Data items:
--------------------
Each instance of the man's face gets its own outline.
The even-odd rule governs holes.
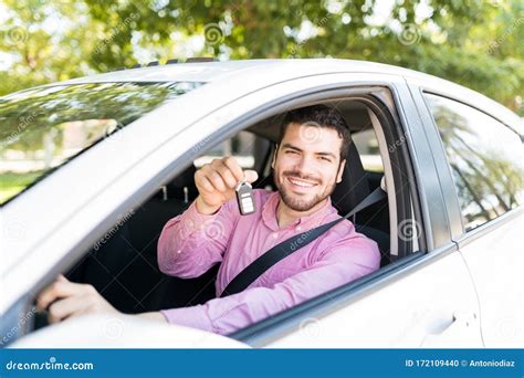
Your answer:
[[[274,181],[292,210],[308,211],[326,199],[337,182],[342,138],[335,129],[315,124],[290,124],[273,157]]]

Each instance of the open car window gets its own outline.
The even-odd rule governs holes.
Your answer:
[[[201,83],[57,85],[0,97],[0,206]]]

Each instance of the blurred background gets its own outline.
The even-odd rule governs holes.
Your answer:
[[[476,90],[521,116],[523,0],[0,0],[0,95],[170,59],[342,57]]]

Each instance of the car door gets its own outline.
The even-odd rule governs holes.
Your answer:
[[[390,109],[401,130],[394,140],[379,136],[378,143],[384,161],[394,154],[410,156],[410,168],[395,186],[412,188],[413,214],[397,220],[397,232],[412,239],[413,250],[369,276],[232,337],[275,348],[482,346],[474,286],[451,240],[436,169],[442,156],[430,147],[438,135],[434,129],[431,134],[432,124],[428,130],[422,123],[405,83],[395,83],[390,90]],[[395,187],[388,186],[391,191]]]
[[[486,347],[524,346],[523,148],[501,120],[441,95],[425,98],[442,138]],[[515,125],[516,126],[516,125]]]

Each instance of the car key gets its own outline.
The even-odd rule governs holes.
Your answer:
[[[248,181],[240,181],[237,188],[237,202],[239,204],[239,211],[242,216],[249,216],[254,212],[254,196],[253,188]]]

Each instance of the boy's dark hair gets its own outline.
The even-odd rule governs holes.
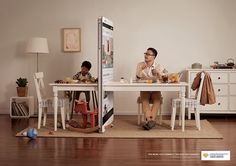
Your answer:
[[[89,61],[84,61],[81,65],[81,67],[86,67],[87,69],[91,69],[92,65]]]
[[[157,52],[157,50],[156,50],[155,48],[152,48],[152,47],[150,47],[150,48],[148,48],[147,50],[150,50],[150,51],[152,51],[152,52],[153,52],[153,54],[154,54],[154,56],[155,56],[155,58],[156,58],[156,56],[157,56],[158,52]]]

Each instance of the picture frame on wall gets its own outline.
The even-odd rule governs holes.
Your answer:
[[[64,28],[63,29],[63,51],[80,52],[81,51],[81,29]]]

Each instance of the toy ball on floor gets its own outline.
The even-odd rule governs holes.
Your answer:
[[[35,128],[29,128],[23,133],[23,135],[29,137],[30,139],[36,139],[38,131]]]

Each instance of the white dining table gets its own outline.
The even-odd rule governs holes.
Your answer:
[[[178,92],[181,99],[182,113],[182,131],[185,127],[185,92],[188,84],[186,82],[179,83],[122,83],[107,82],[103,85],[104,91],[163,91]]]
[[[57,131],[57,112],[58,112],[58,92],[59,91],[97,91],[98,84],[95,83],[73,83],[73,84],[61,84],[50,83],[53,90],[54,97],[54,130]]]

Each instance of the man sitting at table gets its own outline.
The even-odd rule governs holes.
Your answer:
[[[92,65],[89,61],[84,61],[81,65],[81,71],[76,73],[73,76],[74,80],[79,80],[79,82],[86,82],[92,79],[92,75],[89,72],[91,69]],[[90,110],[89,107],[89,102],[90,102],[90,93],[89,91],[76,91],[75,95],[74,95],[74,99],[79,100],[80,94],[84,92],[85,94],[85,98],[86,98],[86,102],[87,102],[87,109]]]
[[[154,48],[148,48],[144,53],[144,62],[137,65],[136,77],[137,80],[149,80],[148,82],[156,82],[162,79],[164,68],[154,60],[157,56],[157,51]],[[160,108],[161,92],[160,91],[141,91],[142,110],[145,116],[145,124],[143,128],[150,130],[156,126],[157,110]],[[153,101],[150,107],[149,101]]]

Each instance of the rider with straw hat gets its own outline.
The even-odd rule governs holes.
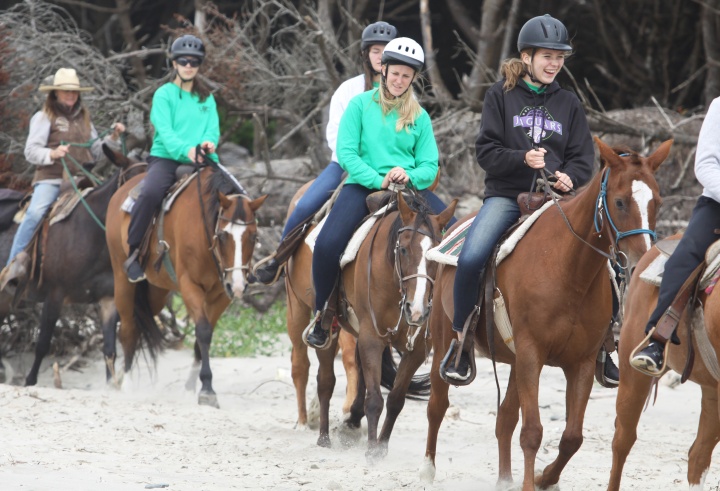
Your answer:
[[[60,68],[40,85],[39,90],[47,97],[43,109],[30,120],[25,144],[25,158],[35,166],[33,193],[25,217],[15,233],[7,265],[0,273],[0,289],[27,272],[29,256],[24,249],[60,193],[65,157],[68,157],[66,165],[70,166],[70,172],[79,171],[72,168],[70,162],[84,164],[94,161],[102,153],[103,141],[117,141],[120,133],[125,131],[122,123],[115,123],[112,134],[103,140],[98,139],[90,113],[80,96],[81,92],[89,92],[93,88],[82,85],[74,68]],[[91,145],[88,146],[88,143]]]

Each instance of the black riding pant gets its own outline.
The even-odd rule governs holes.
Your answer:
[[[665,263],[658,303],[650,316],[645,333],[650,332],[650,329],[657,325],[690,273],[705,260],[707,248],[719,238],[718,229],[720,229],[720,203],[707,196],[701,196],[677,249]],[[675,336],[673,338],[676,340]]]
[[[130,250],[140,247],[143,235],[155,211],[162,203],[163,197],[170,187],[175,183],[177,177],[175,171],[180,162],[163,159],[160,157],[148,157],[148,172],[143,179],[140,196],[138,196],[130,213],[130,227],[128,229],[128,245]]]

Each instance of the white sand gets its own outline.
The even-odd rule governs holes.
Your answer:
[[[196,393],[185,389],[191,361],[189,350],[167,352],[156,374],[136,368],[122,391],[105,387],[101,359],[87,360],[82,373],[63,374],[62,390],[53,387],[50,369],[40,374],[37,387],[0,385],[0,489],[494,489],[496,396],[486,360],[478,360],[478,378],[471,386],[451,389],[450,412],[455,417],[446,418],[441,428],[433,485],[421,482],[418,475],[425,453],[426,403],[407,402],[387,458],[372,467],[364,456],[365,434],[357,446],[345,449],[333,433],[335,447],[325,449],[316,445],[315,430],[294,429],[289,355],[213,359],[219,410],[198,406]],[[345,388],[341,364],[336,365],[333,428],[340,421]],[[311,368],[311,395],[316,366],[314,362]],[[429,365],[421,368],[428,369]],[[507,373],[501,367],[501,381]],[[544,438],[537,470],[557,451],[564,426],[564,388],[562,373],[546,368],[540,401]],[[597,385],[593,389],[585,441],[563,473],[560,489],[606,488],[615,393]],[[641,441],[625,467],[623,489],[687,489],[687,451],[695,436],[699,401],[695,385],[661,386],[657,405],[641,419]],[[518,434],[519,429],[513,447],[516,482],[522,479]],[[705,489],[716,489],[719,480],[715,464]]]

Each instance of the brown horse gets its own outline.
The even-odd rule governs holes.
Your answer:
[[[295,204],[305,194],[313,181],[302,186],[293,196],[288,208],[289,217],[295,209]],[[302,332],[315,307],[315,292],[312,286],[312,251],[304,242],[300,244],[292,257],[288,260],[285,275],[285,291],[287,292],[287,328],[292,342],[292,379],[297,399],[298,420],[297,428],[303,429],[308,425],[306,391],[310,373],[310,359],[308,348],[302,341]],[[357,394],[357,365],[355,364],[355,337],[349,332],[342,331],[337,346],[332,350],[318,351],[318,360],[321,364],[332,364],[337,355],[338,348],[342,350],[342,361],[347,376],[345,389],[345,402],[342,412],[348,414],[350,405]],[[334,386],[334,383],[333,383]]]
[[[475,332],[483,356],[511,365],[495,427],[499,482],[512,481],[511,439],[521,410],[525,491],[556,484],[580,448],[595,359],[612,315],[608,256],[612,257],[613,249],[620,250],[628,265],[633,265],[650,248],[649,234],[660,204],[654,173],[672,144],[665,142],[643,158],[635,153],[620,156],[597,138],[596,143],[604,161],[601,172],[575,198],[547,209],[497,268],[497,287],[507,305],[515,353],[499,335],[488,347],[484,316]],[[597,232],[596,225],[600,228]],[[436,308],[430,319],[436,354],[446,353],[456,337],[451,329],[455,271],[444,266],[436,277]],[[427,448],[421,470],[428,480],[435,475],[437,435],[449,405],[448,384],[438,370],[440,358],[433,359]],[[567,421],[557,459],[535,476],[543,434],[538,389],[544,365],[560,367],[565,374]]]
[[[301,187],[291,200],[288,216],[292,213],[295,203],[305,193],[312,183],[309,182]],[[312,230],[310,228],[308,233]],[[285,276],[285,289],[287,292],[287,328],[288,335],[292,342],[292,379],[295,385],[295,396],[297,398],[298,421],[297,427],[304,428],[308,424],[308,413],[306,404],[306,390],[310,372],[310,359],[308,348],[302,341],[302,333],[315,308],[315,291],[312,284],[312,250],[304,242],[300,244],[292,257],[288,260]],[[347,376],[345,390],[345,402],[342,412],[348,419],[350,407],[357,396],[358,369],[356,364],[356,340],[355,335],[349,331],[341,330],[338,342],[331,348],[316,351],[319,361],[318,368],[318,389],[322,387],[320,399],[320,435],[318,445],[330,446],[329,435],[329,409],[330,398],[335,388],[334,359],[338,348],[342,351],[342,361]],[[390,349],[383,353],[381,385],[392,389],[395,383],[397,368]],[[413,380],[410,384],[408,394],[422,396],[426,394],[426,382],[424,380]]]
[[[674,236],[671,238],[680,238]],[[655,309],[659,288],[647,283],[640,275],[660,255],[656,247],[645,254],[633,272],[625,303],[625,317],[620,334],[620,386],[616,400],[615,437],[613,438],[613,460],[610,472],[609,490],[620,489],[623,466],[627,456],[637,440],[637,425],[645,401],[650,394],[653,378],[644,375],[630,366],[630,353],[645,337],[645,326]],[[717,288],[717,287],[716,287]],[[700,295],[704,307],[705,326],[716,353],[720,349],[720,294]],[[685,317],[684,319],[687,319]],[[678,325],[677,334],[682,344],[670,344],[668,367],[682,373],[687,359],[688,325],[683,321]],[[697,337],[693,337],[695,352],[698,353]],[[703,489],[705,476],[710,468],[712,452],[720,440],[720,416],[718,414],[718,381],[712,376],[700,356],[695,357],[690,380],[700,385],[702,404],[698,431],[688,454],[688,483],[692,489]],[[682,415],[678,415],[682,418]]]
[[[195,360],[201,362],[200,404],[218,407],[212,388],[209,352],[215,324],[233,295],[242,294],[255,247],[255,211],[267,195],[255,200],[235,193],[221,172],[203,169],[178,196],[164,217],[163,238],[177,283],[168,268],[148,266],[147,280],[130,283],[123,271],[127,258],[127,229],[130,216],[120,209],[138,176],[118,190],[110,201],[107,243],[115,277],[115,303],[120,314],[120,342],[125,354],[125,373],[132,367],[141,337],[154,357],[160,335],[153,319],[162,310],[171,291],[179,291],[195,323]],[[204,215],[203,215],[204,211]],[[148,265],[159,258],[157,228],[150,239]],[[114,358],[107,359],[114,370]]]
[[[398,210],[373,225],[355,259],[343,269],[340,282],[343,293],[338,318],[344,329],[357,333],[361,369],[357,399],[345,425],[358,428],[367,414],[366,456],[371,462],[387,454],[390,434],[405,405],[413,375],[427,357],[423,325],[431,311],[437,265],[427,261],[425,253],[439,243],[457,205],[454,200],[439,215],[431,215],[422,201],[411,209],[402,193],[397,196]],[[388,346],[399,351],[402,358],[378,436],[383,411],[382,359]],[[330,396],[325,380],[318,373],[321,408]],[[321,413],[320,421],[321,432],[323,428],[327,431],[327,414]]]

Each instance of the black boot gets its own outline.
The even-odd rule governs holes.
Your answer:
[[[645,348],[630,360],[630,365],[643,373],[660,376],[664,369],[665,345],[652,340]]]

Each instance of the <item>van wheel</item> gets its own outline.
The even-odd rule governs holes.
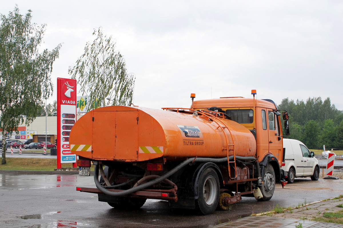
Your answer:
[[[206,168],[200,175],[198,186],[198,198],[196,207],[199,213],[206,215],[215,210],[219,201],[219,180],[213,168]]]
[[[287,180],[288,184],[293,184],[294,182],[294,178],[295,177],[295,171],[294,169],[291,168],[288,171],[288,176],[287,177]]]
[[[272,198],[275,189],[275,172],[273,166],[268,164],[263,175],[263,185],[259,187],[263,197],[259,201],[267,201]]]
[[[313,176],[311,177],[311,179],[312,180],[318,180],[319,178],[319,168],[318,166],[315,168],[315,171],[313,172]]]

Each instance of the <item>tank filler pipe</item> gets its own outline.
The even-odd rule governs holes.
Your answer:
[[[233,159],[234,156],[232,155],[229,157],[229,159],[231,160]],[[256,159],[254,157],[242,157],[239,156],[236,156],[236,159],[241,159],[242,160],[252,160]],[[142,189],[146,188],[152,185],[159,183],[165,179],[168,178],[173,174],[176,173],[182,167],[187,165],[192,162],[193,161],[198,162],[223,162],[227,161],[227,158],[191,158],[185,160],[181,163],[176,166],[172,170],[169,171],[164,175],[161,176],[160,177],[156,179],[151,180],[149,182],[144,183],[140,185],[122,191],[118,192],[114,192],[110,191],[106,189],[104,186],[102,186],[101,184],[99,182],[99,164],[95,165],[94,169],[94,182],[95,183],[95,186],[100,191],[103,193],[109,196],[123,196],[128,195],[136,191],[140,191]]]

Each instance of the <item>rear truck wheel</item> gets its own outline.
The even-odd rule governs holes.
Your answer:
[[[107,203],[108,205],[116,209],[134,211],[141,207],[145,203],[146,199],[129,198],[118,197],[121,198],[119,203]]]
[[[312,180],[318,180],[319,178],[319,168],[318,166],[315,168],[315,171],[313,172],[313,176],[311,177],[311,179]]]
[[[263,197],[257,200],[267,201],[271,199],[275,189],[275,172],[270,164],[267,165],[262,177],[263,184],[259,187]]]
[[[198,198],[196,207],[201,214],[212,214],[215,210],[219,201],[219,180],[213,168],[208,167],[199,177]]]
[[[289,169],[288,171],[288,176],[287,177],[287,180],[288,184],[293,184],[294,182],[294,178],[295,177],[295,171],[293,168]]]

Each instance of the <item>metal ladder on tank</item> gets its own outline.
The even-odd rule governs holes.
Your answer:
[[[218,125],[218,127],[217,128],[217,129],[218,129],[220,128],[223,132],[223,133],[224,133],[224,135],[225,136],[225,139],[226,141],[226,143],[225,144],[226,145],[226,148],[225,149],[223,148],[223,150],[226,151],[226,157],[227,157],[227,168],[229,173],[229,177],[232,180],[237,178],[237,172],[236,170],[236,154],[235,154],[235,150],[234,149],[235,145],[234,144],[228,144],[229,142],[229,137],[227,134],[226,134],[225,132],[225,129],[227,129],[229,131],[229,133],[230,134],[230,135],[231,137],[231,139],[232,140],[232,142],[234,142],[233,137],[232,136],[232,133],[231,131],[230,130],[230,129],[229,128],[228,126],[227,126],[226,124],[225,124],[225,122],[221,119],[224,118],[224,116],[223,115],[223,113],[220,112],[216,112],[214,111],[209,111],[208,110],[204,109],[200,109],[200,110],[197,110],[197,111],[198,113],[200,112],[203,116],[208,117],[210,119],[212,120],[214,122],[217,124]],[[211,113],[210,113],[210,112]],[[212,113],[215,113],[215,116],[214,116]],[[232,149],[231,149],[230,147],[232,147]],[[230,160],[229,160],[229,152],[230,151],[232,151],[234,156],[234,160],[233,161],[230,161]],[[235,170],[235,176],[234,177],[231,176],[231,172],[230,169],[230,163],[233,163],[234,164],[234,165],[233,166],[234,167]]]

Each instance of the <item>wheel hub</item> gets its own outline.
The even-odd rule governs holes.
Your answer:
[[[270,191],[273,189],[274,187],[274,177],[270,172],[266,173],[263,181],[265,189]]]
[[[215,200],[216,182],[211,177],[209,177],[204,184],[204,200],[208,205],[212,204]]]

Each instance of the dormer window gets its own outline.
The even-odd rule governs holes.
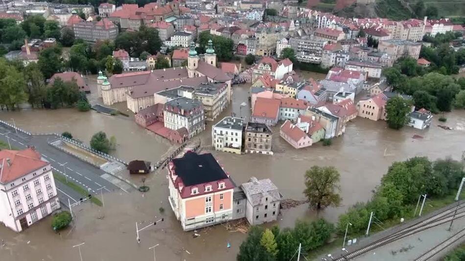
--------------------
Copy the lines word for word, beginning at the line containing "Each instance of the dormer" and running through the end of the records. Omit the pictures from your copy.

SOLUTION:
Each instance of the dormer window gets its own outline.
The even-odd rule governs holes.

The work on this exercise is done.